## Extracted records
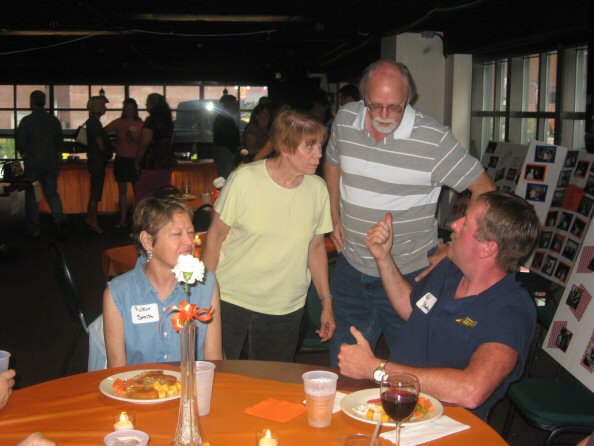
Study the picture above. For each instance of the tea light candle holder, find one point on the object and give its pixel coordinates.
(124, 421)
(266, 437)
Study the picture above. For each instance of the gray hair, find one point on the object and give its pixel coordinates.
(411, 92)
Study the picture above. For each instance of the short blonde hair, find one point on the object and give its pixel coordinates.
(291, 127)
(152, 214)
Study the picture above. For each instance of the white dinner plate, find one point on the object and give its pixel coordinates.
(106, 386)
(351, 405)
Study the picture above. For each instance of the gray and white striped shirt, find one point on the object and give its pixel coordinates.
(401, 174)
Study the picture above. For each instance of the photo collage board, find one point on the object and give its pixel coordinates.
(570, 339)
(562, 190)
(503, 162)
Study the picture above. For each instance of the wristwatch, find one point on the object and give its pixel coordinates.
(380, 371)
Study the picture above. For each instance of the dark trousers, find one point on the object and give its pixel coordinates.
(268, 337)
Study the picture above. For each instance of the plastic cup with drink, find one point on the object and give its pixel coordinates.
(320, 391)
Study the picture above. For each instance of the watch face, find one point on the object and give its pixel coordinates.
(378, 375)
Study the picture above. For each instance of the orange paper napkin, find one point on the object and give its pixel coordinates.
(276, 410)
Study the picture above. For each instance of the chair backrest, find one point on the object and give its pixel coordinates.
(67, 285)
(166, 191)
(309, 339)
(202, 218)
---
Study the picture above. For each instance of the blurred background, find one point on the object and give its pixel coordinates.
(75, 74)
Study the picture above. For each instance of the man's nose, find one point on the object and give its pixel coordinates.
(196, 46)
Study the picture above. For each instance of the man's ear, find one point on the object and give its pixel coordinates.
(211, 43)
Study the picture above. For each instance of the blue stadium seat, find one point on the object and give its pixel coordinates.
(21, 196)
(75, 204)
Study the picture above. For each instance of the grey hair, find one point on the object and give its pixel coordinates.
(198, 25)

## EXERCISE INSTRUCTIONS
Show each line of the material that contains the string "gray". Uppercase and lowercase letters count as different.

## ANSWER TO THE EXERCISE
Study the picture above. For each instance of the gray hair, find one point on the object and give its pixel coordinates.
Study the picture above. For each instance of the gray and white striped shirt, find one point on the object and give its pixel coordinates.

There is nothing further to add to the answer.